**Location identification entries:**
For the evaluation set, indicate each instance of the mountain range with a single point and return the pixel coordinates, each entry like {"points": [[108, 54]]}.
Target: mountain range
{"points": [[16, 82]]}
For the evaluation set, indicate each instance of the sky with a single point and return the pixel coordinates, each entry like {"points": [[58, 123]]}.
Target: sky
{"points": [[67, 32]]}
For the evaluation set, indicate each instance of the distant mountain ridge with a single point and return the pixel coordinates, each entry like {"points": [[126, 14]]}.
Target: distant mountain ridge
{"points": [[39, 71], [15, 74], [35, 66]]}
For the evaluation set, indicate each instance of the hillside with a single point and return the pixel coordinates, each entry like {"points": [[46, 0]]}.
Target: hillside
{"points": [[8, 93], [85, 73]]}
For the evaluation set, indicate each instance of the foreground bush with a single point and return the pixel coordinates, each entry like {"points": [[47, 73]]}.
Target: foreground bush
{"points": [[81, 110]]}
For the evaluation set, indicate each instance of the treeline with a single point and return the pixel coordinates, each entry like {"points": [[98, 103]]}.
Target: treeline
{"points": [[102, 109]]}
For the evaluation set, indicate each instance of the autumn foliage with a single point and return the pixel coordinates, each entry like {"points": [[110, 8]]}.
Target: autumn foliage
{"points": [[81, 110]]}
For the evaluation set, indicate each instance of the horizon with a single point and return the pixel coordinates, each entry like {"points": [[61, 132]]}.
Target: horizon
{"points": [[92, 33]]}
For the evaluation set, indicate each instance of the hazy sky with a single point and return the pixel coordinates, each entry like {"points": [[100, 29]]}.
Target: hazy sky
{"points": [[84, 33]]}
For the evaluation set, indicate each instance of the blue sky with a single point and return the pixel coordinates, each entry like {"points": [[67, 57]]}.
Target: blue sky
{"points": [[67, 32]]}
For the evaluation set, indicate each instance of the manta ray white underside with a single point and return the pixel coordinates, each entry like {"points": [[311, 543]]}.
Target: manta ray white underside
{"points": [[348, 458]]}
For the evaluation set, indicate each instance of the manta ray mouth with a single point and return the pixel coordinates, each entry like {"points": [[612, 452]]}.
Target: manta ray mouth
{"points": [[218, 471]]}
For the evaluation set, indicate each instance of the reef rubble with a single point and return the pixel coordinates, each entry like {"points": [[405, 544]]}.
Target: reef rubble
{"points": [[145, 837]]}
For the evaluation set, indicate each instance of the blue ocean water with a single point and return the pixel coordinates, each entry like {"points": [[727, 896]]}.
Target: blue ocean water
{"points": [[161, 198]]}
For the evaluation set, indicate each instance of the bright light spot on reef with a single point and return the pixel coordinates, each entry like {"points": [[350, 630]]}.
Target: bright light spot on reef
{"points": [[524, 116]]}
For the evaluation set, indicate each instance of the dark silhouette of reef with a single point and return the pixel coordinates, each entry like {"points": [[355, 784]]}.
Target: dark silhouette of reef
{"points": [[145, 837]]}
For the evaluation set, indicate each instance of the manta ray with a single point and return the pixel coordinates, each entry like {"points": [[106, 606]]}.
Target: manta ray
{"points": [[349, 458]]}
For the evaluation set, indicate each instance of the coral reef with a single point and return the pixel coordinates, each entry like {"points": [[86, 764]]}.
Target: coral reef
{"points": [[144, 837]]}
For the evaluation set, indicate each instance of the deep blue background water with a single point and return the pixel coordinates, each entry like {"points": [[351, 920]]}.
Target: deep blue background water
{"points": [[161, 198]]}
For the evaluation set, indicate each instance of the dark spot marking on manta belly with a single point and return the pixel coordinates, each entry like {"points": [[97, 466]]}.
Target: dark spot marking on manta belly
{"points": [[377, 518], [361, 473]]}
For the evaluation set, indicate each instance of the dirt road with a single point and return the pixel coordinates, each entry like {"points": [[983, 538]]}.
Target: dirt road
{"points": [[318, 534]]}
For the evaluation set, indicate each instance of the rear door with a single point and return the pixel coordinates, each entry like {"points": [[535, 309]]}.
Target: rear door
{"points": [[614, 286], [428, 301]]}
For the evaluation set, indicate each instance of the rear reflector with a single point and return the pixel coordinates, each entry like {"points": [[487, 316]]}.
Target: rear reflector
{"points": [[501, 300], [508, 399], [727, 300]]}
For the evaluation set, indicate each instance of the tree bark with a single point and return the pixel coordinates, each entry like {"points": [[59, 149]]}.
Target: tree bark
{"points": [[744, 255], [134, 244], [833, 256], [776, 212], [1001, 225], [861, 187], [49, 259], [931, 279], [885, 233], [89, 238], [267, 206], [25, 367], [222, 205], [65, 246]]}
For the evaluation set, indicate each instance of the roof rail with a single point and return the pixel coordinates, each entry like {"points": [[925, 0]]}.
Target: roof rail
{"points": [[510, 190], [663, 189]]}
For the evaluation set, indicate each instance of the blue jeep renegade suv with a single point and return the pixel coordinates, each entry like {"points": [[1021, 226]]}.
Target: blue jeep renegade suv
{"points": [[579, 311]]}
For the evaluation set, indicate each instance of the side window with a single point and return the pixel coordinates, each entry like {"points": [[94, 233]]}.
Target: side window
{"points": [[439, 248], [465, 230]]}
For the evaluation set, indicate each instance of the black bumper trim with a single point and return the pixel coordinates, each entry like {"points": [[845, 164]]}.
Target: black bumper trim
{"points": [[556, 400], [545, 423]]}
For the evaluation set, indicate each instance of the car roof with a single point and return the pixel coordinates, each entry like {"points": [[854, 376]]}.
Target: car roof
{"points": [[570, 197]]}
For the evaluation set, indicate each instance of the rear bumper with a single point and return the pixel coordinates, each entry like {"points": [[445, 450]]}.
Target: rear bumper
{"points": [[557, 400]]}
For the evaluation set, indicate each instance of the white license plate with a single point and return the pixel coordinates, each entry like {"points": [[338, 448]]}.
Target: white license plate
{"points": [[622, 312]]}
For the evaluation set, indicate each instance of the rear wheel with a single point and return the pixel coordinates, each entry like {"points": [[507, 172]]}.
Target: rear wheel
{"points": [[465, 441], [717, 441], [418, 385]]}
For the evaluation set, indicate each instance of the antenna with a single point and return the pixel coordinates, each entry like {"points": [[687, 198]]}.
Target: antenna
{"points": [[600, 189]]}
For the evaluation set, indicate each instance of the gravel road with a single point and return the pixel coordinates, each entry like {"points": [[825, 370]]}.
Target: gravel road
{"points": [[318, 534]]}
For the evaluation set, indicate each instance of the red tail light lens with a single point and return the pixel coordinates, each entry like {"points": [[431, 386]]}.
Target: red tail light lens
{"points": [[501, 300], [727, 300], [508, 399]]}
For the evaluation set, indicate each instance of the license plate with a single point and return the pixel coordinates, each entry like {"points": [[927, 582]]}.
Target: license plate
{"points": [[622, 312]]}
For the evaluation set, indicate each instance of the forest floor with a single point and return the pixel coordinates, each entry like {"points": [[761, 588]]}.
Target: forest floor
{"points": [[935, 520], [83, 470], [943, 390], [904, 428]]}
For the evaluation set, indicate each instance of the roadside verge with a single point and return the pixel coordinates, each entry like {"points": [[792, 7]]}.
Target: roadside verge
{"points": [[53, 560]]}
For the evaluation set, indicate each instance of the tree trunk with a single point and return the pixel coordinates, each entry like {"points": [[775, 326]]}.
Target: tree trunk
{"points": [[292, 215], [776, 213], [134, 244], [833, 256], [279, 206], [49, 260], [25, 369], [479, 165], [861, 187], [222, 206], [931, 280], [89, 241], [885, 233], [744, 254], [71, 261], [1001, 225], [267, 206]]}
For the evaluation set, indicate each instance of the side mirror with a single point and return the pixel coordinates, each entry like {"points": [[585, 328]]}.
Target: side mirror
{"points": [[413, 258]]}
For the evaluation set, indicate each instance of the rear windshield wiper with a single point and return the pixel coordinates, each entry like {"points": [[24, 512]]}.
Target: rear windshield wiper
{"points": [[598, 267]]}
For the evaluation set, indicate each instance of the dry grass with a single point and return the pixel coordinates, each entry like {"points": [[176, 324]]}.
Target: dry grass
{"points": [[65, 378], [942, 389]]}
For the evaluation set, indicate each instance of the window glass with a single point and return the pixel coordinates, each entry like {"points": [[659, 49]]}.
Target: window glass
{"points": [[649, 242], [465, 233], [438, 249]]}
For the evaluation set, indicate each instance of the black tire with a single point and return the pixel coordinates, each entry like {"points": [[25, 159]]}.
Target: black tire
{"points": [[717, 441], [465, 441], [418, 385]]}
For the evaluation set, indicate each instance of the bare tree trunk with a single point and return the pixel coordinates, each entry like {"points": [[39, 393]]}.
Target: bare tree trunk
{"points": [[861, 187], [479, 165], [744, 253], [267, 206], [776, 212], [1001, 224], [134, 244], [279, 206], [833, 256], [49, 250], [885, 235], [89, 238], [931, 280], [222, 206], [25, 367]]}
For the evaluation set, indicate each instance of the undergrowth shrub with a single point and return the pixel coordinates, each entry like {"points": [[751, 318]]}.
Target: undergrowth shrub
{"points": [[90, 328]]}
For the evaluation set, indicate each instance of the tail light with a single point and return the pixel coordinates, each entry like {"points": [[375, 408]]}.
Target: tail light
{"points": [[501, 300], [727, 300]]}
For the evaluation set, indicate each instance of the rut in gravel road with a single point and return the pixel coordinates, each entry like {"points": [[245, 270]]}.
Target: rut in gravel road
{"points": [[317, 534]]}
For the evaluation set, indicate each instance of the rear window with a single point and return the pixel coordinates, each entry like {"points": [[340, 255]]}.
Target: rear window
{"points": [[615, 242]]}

**REQUIRED TASK:**
Write out the lines above word for word, beginning with the line that contains "For the evaluation set, indicate each instance of the tail" and continuing through the final line.

**RESULT:**
For the evaluation set, indicate each instance of the tail light with a single point and return the pixel coordinates, each entry like {"points": [[375, 408]]}.
Target: tail light
{"points": [[501, 300], [727, 300]]}
For the evaluation set, indicate each instance of the rut in gravel road with a single point and return the pixel coordinates, each entry like {"points": [[245, 270]]}.
Target: rut in gravel road
{"points": [[317, 534]]}
For the evaluation set, indicate each instance of the rear window with a single point and return the pixel coordinates, each entry like {"points": [[340, 255]]}.
Target: rear window
{"points": [[615, 242]]}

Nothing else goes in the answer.